GIVEN DATA.
◆ ◆ ◆ ◆ ◆
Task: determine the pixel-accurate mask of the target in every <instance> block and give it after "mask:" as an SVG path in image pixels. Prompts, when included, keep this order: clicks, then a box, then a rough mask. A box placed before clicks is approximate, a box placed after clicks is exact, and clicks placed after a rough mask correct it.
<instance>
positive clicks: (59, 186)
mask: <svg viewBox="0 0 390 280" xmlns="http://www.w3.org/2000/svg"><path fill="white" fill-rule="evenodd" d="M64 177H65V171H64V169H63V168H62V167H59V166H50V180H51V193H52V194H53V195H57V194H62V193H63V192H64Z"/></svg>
◆ ◆ ◆ ◆ ◆
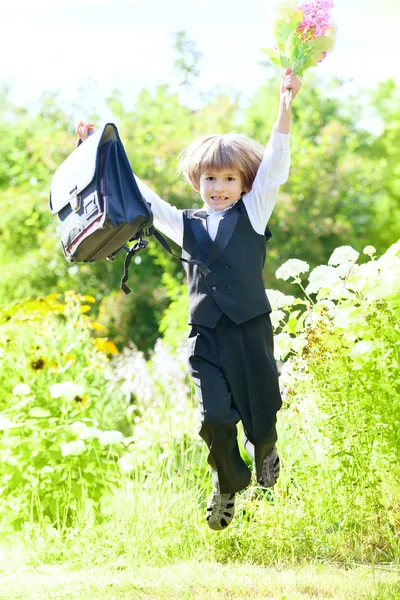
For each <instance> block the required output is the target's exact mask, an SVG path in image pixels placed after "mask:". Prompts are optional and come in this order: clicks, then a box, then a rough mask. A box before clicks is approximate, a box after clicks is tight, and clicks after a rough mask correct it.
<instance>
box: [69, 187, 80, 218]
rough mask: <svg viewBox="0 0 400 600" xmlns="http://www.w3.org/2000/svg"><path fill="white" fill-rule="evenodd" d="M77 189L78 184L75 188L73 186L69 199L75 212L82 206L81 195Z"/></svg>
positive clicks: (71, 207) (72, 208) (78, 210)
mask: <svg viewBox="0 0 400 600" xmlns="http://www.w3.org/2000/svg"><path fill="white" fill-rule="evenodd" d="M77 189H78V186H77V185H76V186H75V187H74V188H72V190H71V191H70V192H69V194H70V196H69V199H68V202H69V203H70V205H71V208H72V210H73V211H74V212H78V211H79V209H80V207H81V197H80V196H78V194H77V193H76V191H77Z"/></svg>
◆ ◆ ◆ ◆ ◆
EXERCISE GOAL. Go over the listing above and return each line with "instance".

OUTPUT FOR THIS EXERCISE.
Task: determine the pixel-accurate mask of the target in every <instance> block and give it after "mask:" as an SVG path in image pixels. Prompts, when included, keep this order: clicks, then a box, then a rough mask. A box placed before clicks is approximate, a box placed after clicks is exact, and clicks placed after a rough mask correct it.
<instance>
For each <instance> block the required output is the target's exact mask, an SVG path in image pixels placed after "mask:". Prompts are optional and come in this order: clicks, then a box, then a rough mask. A box before clicks is approximate, a box after clicks is tight, and clicks after a rough mask correct it.
<instance>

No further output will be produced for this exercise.